**Exercise prompt:**
Your answer is one number, how many lines in the entries include "petal".

**Input:**
----
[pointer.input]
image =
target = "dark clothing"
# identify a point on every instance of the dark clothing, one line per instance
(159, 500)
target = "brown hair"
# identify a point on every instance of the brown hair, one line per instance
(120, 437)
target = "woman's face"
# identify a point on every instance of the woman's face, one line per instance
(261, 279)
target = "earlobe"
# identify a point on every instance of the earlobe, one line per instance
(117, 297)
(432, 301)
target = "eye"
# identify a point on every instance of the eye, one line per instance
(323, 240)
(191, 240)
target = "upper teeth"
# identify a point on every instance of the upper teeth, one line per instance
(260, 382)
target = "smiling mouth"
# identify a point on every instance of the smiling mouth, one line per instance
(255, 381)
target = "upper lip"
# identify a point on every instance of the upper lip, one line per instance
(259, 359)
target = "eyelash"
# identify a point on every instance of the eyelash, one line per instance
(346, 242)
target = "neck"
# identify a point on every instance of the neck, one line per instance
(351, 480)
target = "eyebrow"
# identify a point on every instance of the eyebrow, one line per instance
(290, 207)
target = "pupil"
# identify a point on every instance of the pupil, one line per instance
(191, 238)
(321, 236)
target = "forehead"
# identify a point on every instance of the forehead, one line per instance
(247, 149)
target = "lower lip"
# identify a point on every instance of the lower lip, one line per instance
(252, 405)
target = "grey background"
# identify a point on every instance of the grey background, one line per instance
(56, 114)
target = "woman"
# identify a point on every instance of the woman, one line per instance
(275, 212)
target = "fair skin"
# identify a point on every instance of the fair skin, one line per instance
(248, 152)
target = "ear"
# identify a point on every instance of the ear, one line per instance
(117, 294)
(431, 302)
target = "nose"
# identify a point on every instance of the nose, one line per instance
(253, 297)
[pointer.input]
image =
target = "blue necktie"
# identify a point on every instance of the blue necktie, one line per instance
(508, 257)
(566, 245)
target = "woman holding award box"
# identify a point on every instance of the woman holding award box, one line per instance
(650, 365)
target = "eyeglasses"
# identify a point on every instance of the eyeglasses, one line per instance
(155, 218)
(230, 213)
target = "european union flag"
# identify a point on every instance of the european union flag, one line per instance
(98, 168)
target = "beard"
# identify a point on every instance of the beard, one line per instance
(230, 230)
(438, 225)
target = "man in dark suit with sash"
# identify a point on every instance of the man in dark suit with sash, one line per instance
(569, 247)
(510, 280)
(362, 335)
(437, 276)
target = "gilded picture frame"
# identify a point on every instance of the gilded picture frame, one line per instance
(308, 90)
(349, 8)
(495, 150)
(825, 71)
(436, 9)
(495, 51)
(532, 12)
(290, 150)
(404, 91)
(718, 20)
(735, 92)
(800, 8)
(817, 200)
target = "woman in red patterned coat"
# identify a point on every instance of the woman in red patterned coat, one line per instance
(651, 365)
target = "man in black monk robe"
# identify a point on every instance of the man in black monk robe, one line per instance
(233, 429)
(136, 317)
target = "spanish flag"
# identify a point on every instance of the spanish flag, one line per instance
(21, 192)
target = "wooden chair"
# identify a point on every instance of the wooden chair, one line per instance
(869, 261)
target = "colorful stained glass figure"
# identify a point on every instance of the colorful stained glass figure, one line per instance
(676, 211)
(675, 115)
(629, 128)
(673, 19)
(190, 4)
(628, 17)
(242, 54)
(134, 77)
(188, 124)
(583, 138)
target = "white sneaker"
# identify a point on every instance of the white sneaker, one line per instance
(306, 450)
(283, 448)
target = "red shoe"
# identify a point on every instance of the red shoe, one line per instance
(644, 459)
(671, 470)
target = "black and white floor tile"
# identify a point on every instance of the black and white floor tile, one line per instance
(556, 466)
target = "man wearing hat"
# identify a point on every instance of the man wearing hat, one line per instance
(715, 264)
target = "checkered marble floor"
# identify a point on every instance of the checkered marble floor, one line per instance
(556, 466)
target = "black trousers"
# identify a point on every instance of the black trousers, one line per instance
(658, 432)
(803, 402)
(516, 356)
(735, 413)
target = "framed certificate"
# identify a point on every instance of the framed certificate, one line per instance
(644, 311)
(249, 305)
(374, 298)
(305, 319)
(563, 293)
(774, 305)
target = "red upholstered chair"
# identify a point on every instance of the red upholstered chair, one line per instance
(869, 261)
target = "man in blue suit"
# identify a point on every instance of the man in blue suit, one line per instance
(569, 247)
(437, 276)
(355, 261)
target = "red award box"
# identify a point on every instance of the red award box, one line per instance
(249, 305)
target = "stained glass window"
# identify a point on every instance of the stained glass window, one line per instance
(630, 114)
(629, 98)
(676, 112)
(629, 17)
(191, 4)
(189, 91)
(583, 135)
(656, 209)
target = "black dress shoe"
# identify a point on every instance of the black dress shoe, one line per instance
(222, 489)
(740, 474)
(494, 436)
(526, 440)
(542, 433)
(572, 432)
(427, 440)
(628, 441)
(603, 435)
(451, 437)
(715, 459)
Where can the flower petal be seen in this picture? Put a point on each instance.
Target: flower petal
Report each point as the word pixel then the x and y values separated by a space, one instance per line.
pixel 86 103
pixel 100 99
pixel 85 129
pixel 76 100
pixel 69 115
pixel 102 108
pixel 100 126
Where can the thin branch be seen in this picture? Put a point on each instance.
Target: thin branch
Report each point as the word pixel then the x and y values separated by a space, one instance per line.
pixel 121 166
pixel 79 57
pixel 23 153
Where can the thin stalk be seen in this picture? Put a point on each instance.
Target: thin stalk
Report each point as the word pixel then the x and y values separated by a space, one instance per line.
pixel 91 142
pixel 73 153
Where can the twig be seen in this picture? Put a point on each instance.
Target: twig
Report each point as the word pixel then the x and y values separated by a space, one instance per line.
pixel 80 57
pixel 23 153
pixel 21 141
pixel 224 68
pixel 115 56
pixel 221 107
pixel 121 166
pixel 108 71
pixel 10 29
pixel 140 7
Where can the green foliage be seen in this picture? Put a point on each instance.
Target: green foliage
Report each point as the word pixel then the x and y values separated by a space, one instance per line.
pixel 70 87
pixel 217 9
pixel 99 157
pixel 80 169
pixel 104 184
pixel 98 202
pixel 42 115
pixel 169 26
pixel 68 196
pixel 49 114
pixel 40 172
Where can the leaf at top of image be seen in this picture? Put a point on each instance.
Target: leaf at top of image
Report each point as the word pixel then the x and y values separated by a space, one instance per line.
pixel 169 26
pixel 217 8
----
**Response to the exercise:**
2